==== DATA SUPPLIED ====
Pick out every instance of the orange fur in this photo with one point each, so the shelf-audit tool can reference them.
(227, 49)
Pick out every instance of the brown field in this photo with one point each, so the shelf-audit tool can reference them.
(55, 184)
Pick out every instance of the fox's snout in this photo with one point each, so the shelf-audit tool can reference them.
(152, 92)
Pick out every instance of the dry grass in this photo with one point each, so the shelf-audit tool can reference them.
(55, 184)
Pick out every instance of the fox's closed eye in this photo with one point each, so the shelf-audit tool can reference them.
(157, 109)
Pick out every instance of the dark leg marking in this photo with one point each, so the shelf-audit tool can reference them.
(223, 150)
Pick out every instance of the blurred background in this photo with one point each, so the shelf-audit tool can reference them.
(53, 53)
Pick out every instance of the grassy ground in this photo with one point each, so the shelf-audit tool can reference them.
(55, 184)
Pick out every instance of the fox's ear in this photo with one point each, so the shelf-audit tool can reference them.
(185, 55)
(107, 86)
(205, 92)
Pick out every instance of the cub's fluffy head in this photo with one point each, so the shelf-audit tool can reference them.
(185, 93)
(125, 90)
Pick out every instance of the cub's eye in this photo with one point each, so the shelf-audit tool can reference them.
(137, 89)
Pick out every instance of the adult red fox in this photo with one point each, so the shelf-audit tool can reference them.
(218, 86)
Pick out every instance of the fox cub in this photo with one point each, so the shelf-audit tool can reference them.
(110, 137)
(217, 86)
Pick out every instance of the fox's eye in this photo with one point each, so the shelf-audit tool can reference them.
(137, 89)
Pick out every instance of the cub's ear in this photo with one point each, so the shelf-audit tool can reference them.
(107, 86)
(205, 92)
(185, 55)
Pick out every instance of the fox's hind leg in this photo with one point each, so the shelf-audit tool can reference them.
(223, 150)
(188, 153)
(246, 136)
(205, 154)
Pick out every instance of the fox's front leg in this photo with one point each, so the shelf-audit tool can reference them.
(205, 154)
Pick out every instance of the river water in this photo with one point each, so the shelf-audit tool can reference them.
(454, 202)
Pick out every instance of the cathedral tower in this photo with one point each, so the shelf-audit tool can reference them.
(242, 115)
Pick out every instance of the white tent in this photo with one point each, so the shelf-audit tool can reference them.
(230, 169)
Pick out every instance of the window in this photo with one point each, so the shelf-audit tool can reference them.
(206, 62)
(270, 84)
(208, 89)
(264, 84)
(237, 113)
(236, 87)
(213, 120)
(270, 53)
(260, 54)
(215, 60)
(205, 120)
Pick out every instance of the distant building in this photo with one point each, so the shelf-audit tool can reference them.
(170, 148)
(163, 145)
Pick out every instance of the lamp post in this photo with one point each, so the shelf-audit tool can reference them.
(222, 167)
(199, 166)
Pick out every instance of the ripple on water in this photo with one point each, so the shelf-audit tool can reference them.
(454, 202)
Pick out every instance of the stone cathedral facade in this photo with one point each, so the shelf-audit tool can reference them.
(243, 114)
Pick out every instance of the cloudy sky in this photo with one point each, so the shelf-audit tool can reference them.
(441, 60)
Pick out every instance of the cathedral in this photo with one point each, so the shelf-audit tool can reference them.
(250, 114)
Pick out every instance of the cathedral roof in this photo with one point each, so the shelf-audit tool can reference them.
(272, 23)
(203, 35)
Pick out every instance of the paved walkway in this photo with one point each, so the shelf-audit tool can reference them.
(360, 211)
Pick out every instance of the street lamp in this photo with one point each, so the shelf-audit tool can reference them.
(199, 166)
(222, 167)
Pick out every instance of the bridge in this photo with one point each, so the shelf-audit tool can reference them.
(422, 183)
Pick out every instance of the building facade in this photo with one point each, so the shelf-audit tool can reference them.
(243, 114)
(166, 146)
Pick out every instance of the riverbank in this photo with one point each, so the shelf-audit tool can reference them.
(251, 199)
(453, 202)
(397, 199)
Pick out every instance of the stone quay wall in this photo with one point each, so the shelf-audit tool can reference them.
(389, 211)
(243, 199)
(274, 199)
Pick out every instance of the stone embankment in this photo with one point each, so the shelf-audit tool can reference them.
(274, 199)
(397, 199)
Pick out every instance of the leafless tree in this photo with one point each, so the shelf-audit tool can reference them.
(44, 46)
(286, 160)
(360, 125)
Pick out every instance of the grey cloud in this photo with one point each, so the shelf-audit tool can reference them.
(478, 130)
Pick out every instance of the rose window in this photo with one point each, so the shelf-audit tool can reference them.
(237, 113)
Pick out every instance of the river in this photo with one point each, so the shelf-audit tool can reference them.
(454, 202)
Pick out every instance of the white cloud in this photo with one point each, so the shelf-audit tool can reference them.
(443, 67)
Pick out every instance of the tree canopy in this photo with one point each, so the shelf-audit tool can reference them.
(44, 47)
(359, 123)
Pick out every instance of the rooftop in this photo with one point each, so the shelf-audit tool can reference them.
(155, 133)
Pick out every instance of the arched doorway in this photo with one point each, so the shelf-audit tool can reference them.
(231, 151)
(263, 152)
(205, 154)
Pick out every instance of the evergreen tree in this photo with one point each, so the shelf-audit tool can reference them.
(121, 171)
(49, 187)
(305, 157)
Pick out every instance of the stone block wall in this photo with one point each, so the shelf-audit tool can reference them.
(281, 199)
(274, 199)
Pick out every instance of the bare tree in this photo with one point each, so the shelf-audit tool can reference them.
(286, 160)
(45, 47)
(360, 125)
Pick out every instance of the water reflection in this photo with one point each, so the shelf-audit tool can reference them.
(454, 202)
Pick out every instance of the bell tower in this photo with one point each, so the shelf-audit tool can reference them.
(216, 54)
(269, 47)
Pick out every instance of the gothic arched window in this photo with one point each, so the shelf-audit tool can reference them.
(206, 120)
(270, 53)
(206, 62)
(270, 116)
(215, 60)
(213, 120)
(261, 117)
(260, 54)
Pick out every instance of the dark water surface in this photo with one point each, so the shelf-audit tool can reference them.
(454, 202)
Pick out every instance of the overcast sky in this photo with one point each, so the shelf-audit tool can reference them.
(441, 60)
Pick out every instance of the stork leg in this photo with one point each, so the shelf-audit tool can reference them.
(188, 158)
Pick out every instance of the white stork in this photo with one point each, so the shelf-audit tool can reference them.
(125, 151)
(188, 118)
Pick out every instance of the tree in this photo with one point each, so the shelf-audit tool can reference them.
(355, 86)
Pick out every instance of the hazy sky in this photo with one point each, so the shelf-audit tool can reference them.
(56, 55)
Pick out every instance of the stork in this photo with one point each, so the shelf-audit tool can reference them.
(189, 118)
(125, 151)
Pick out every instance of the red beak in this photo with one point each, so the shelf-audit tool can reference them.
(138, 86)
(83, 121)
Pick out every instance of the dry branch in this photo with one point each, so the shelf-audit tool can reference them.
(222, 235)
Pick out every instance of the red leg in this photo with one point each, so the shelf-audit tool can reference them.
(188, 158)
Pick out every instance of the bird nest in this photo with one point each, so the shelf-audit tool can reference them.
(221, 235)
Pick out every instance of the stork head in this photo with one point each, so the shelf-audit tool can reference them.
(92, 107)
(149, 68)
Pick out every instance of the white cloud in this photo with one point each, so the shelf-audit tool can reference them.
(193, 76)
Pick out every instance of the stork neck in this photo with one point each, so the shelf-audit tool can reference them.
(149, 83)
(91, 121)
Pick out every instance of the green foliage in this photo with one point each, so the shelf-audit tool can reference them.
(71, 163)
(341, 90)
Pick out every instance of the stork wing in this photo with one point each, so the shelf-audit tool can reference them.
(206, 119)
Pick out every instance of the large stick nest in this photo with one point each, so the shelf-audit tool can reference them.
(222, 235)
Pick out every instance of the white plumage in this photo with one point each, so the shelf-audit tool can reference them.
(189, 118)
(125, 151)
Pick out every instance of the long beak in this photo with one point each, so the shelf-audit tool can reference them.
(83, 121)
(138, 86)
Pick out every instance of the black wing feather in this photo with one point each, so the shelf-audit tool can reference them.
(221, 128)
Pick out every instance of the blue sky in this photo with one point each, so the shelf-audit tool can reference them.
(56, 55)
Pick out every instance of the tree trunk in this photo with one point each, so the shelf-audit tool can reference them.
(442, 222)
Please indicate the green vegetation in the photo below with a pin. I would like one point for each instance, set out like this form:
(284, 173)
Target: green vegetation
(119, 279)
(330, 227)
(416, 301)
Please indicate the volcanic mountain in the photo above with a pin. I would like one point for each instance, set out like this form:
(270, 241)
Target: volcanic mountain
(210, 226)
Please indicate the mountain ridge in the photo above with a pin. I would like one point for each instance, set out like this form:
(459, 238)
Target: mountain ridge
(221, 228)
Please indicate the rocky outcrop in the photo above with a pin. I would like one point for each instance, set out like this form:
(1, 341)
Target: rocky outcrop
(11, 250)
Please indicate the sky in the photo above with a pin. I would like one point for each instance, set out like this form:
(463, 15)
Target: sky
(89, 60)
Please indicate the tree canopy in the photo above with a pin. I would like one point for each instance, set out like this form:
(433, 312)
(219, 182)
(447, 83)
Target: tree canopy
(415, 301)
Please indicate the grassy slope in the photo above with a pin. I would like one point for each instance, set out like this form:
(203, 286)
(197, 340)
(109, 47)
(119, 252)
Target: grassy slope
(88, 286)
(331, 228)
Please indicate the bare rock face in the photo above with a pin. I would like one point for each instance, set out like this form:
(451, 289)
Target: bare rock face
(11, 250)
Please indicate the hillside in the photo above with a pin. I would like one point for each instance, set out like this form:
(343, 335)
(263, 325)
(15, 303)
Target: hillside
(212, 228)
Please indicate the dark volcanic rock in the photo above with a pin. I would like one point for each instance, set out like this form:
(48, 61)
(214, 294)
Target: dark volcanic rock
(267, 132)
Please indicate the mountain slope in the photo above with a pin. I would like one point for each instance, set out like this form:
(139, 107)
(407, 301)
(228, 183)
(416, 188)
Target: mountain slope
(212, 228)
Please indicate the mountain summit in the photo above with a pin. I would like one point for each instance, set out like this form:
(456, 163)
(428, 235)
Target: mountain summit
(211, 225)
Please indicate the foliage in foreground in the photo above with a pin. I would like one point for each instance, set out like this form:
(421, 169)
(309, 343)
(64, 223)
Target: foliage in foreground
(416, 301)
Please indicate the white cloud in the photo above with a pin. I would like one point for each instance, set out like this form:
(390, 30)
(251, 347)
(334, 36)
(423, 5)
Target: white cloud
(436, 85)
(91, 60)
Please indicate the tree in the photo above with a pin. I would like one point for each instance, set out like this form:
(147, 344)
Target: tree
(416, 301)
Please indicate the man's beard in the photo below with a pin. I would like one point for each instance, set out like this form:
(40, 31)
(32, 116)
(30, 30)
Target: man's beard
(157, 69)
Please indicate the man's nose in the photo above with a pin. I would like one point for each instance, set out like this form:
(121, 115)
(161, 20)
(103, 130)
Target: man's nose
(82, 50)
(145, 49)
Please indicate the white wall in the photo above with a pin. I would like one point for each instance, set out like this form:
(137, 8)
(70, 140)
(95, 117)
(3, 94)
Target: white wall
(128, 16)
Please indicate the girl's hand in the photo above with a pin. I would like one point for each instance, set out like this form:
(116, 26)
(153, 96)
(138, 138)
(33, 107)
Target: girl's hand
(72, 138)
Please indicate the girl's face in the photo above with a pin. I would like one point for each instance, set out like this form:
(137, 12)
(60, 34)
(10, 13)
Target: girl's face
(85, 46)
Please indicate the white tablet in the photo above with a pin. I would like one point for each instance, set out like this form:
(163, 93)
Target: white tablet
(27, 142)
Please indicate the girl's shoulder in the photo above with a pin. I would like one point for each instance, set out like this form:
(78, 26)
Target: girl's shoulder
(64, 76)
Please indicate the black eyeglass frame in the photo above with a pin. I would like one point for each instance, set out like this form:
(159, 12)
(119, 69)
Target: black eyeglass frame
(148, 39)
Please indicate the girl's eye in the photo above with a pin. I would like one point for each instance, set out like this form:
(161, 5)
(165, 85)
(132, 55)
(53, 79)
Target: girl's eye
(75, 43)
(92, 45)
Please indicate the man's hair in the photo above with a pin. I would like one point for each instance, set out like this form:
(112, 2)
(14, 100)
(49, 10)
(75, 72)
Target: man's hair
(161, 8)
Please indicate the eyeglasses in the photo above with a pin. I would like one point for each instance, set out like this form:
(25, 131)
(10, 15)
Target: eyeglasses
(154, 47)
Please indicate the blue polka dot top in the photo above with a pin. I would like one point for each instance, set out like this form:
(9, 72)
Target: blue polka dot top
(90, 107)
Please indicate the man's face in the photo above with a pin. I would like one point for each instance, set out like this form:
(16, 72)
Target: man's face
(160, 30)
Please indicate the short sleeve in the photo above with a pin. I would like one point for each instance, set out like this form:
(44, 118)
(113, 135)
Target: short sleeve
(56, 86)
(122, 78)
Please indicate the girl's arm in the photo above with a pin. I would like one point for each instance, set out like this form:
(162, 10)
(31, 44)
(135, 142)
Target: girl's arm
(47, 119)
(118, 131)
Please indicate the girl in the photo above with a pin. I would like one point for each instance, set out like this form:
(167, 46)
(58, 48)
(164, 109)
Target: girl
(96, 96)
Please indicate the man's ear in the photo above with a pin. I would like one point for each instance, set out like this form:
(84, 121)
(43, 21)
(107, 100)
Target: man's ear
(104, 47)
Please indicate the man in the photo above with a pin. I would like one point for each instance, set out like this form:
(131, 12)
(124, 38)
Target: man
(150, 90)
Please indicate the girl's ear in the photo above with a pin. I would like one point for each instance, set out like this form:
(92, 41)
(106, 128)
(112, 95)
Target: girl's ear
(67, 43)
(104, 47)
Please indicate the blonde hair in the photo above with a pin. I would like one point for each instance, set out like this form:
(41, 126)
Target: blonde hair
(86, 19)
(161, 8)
====
REQUIRED WORK: Would you copy every line of the entries that includes the word "below"?

REPLY:
Please indicate the green vegetation in the photo below with a pin. I would like one point for each instance, set out like this form:
Please indicate the man's beard in the photo below with a pin. I would like one point for each instance, set out like this form:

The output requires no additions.